| WRITTEN PROBLEM |
Continue the article about Vassar's new women's basketball coach from where it stops.

| PASSAGE PROVIDED |
Opportunity knocks for new WBB coach

New women’s basketball head coach Lucia Robinson-Griggs’ impressive resumé includes recruiting director and assistant coach at MIT, accomplished player at Division II Bentley University and ninth grade algebra teacher. Courtesy of vcwbb via Instagram

No one can figure out who said “When opportunity knocks, you’d better answer the door.” It’s unclear if anybody notable actually said those exact words, but most everyone gets the gist. For first-year Vassar women’s basketball head coach Lucia Robinson-Griggs, the knock was more of a clap of thunder, or an airplane taking off. Basically a really loud sound.

| GIVEN DATA |
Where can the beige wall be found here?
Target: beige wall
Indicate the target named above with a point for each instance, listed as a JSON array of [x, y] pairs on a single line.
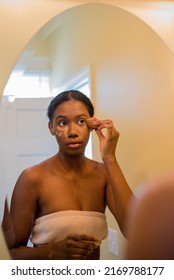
[[133, 74], [132, 69]]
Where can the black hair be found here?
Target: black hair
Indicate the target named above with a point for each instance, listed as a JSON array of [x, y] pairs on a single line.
[[66, 96]]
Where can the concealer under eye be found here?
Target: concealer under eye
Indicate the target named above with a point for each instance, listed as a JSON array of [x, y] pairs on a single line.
[[62, 124], [81, 122]]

| RESPONSE |
When longtime Brewers’ head women’s basketball coach Candice Signor-Brown announced her sudden departure for Swarthmore College, she left behind a team that went 21-7, made the NCAA Tournament and returned its top seven scorers for this season. The knocking was deafening, and someone was going to open the door and welcome the chance to achieve immediate success. To find out more about that someone, I sat down with Coach Robinson-Griggs and talked about her career, her team and algebra.

Robinson-Griggs knows what she’s working with. She put it as
simply as possible, saying, “I’m not in a rebuilding situation.” Robinson-Griggs hails from Chelsea, MA, a town with an area of, depending on which map you use, 1.8 or 2.2 square miles. After a brief stint at Quinnipiac University, she played two years at Division II Bentley University, reaching the Sweet 16 in her senior year. Her first head coaching job was at Lesley University, where she spent two years in charge after a year as an assistant. She then coached at MIT for eight years, wearing a panoply of hats under the title of assistant coach.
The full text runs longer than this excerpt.